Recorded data
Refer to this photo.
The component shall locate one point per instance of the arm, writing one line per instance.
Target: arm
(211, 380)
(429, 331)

==

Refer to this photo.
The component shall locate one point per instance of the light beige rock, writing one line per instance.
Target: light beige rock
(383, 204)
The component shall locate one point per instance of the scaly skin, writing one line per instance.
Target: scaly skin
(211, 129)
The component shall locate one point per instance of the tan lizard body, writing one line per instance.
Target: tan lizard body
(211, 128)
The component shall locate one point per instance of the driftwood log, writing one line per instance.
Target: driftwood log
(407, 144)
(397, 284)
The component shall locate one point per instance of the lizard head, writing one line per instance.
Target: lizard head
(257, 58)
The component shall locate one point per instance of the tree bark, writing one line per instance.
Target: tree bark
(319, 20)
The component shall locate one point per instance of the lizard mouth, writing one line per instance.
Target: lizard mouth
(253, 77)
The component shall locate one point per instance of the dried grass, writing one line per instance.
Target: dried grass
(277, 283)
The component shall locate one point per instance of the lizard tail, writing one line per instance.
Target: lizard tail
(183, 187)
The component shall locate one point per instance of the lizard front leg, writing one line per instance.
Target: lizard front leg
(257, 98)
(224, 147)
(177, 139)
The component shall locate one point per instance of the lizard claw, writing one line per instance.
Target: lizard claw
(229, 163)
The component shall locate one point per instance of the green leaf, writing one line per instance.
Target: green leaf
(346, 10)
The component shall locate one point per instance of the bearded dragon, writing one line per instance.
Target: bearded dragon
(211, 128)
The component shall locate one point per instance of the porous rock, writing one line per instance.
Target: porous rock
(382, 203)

Stated goal:
Report how many lines in the listing above contain the string "green", treating case as significant, and give only the number.

Answer to the exercise:
2